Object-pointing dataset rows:
====
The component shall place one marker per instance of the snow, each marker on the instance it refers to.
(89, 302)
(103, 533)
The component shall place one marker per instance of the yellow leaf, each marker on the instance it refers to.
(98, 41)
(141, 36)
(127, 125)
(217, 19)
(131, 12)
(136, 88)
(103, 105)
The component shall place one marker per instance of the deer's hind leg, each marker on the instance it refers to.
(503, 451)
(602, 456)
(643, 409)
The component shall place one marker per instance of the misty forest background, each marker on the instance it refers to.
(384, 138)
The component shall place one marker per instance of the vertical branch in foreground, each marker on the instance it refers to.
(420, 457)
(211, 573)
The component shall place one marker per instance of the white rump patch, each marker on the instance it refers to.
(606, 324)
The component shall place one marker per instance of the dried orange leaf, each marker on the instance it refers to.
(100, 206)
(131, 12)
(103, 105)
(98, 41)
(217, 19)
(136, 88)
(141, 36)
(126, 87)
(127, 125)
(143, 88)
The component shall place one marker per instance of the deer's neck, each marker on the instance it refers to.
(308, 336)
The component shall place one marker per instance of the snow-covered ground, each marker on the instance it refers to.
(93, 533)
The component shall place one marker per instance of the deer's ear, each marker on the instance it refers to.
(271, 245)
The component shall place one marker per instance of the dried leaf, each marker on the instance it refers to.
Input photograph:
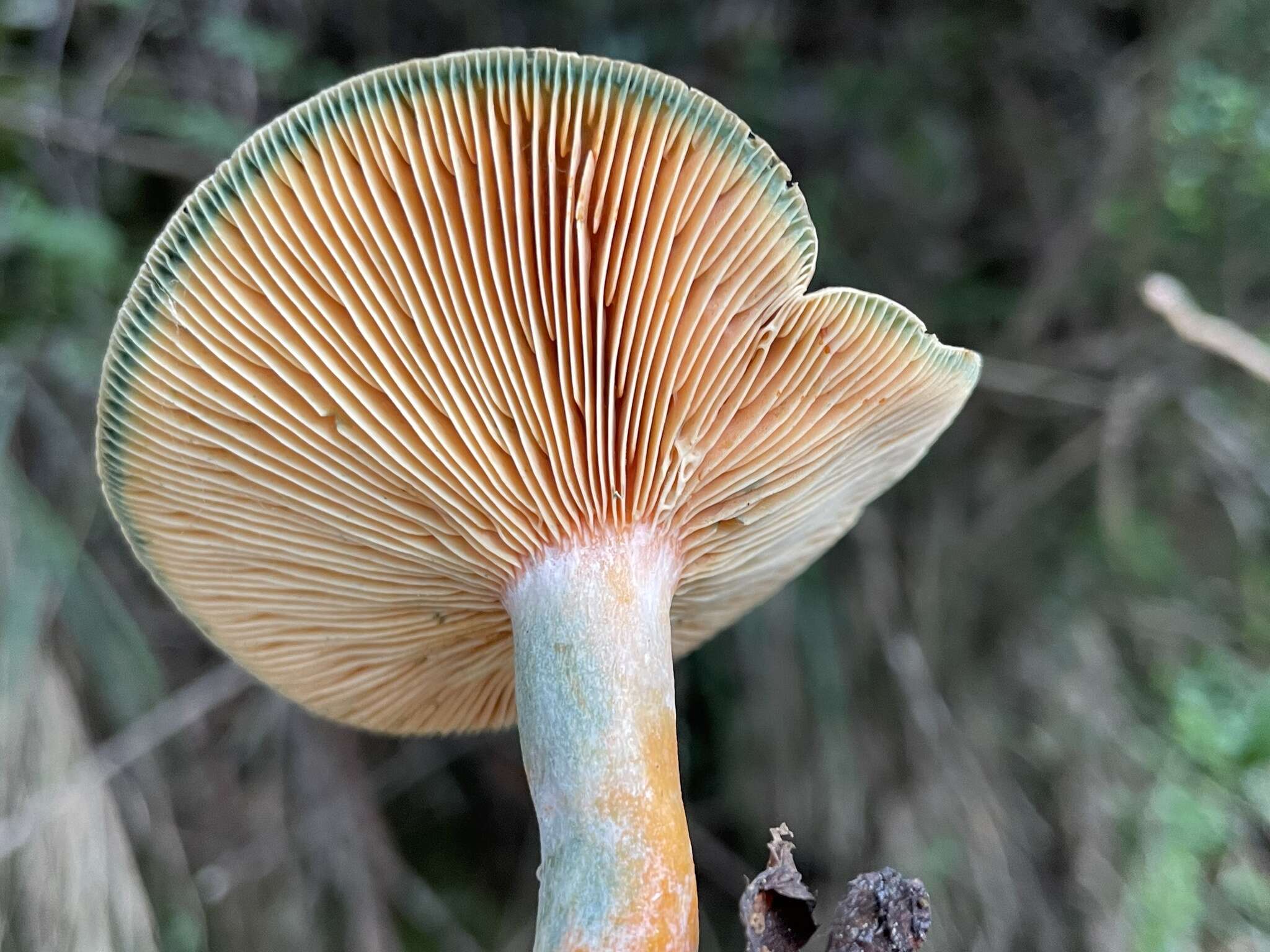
====
__TASK DESCRIPTION__. Reproduce the stretch of the listing from the line containing "The component shall place one marker per instance of the white" through the end of the listing, shifting every coordinate value in the point answers up by 81. Omit the pictures from your output.

__TASK RESULT__.
The component shall place one marker per instance of the white rump patch, each marker on the instance it refers to.
(687, 405)
The component shall place one marker per instance of the dried orange leaf, each marker on the instance it refers to.
(181, 287)
(212, 93)
(184, 186)
(179, 122)
(298, 100)
(217, 169)
(222, 117)
(207, 168)
(208, 206)
(224, 169)
The component shall place one marker per instance of the deer's neck, each marker on the instance it refers to.
(389, 417)
The component shall place one marker per instance of the snow-covered ground, each marker on the instance it refers to.
(174, 614)
The component shall place one marker per instance of the deer's ear, each marker on the instance it refers to.
(352, 326)
The component shall place one marker per instance of the dried leaf, each marker on the instance it refers to.
Input photograph:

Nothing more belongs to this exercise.